■ Task prompt ■
Each line in these records that contains "instance" counts once. Give the number only.

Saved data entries
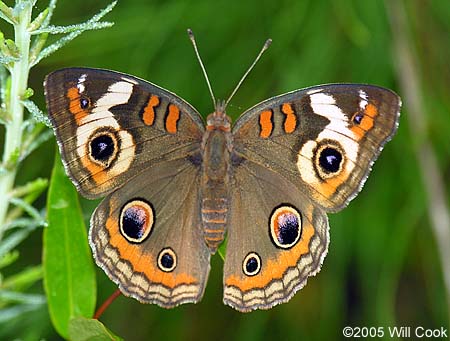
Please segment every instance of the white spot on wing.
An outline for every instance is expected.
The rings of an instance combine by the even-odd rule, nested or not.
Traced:
[[[86,81],[87,74],[83,73],[80,78],[78,78],[77,89],[80,94],[82,94],[85,90],[84,82]]]
[[[131,97],[133,92],[133,84],[128,82],[116,82],[111,84],[102,97],[95,103],[92,112],[105,110],[103,107],[108,107],[106,110],[118,104],[125,104]],[[111,114],[112,115],[112,114]]]
[[[125,82],[130,82],[133,84],[138,84],[138,82],[136,82],[134,79],[128,78],[128,77],[122,77],[122,80],[124,80]]]
[[[345,121],[347,118],[342,113],[341,109],[335,105],[336,100],[333,96],[324,93],[312,94],[310,96],[311,107],[315,114],[324,116],[328,119],[342,119],[344,117]]]
[[[317,92],[322,92],[322,91],[323,91],[322,88],[314,88],[314,89],[308,90],[308,91],[306,92],[306,94],[307,94],[307,95],[312,95],[312,94],[315,94],[315,93],[317,93]]]
[[[361,100],[359,101],[359,107],[361,108],[361,110],[364,110],[366,108],[366,105],[369,103],[369,97],[364,90],[359,90],[359,97],[361,97]]]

■ Response to the exercise ■
3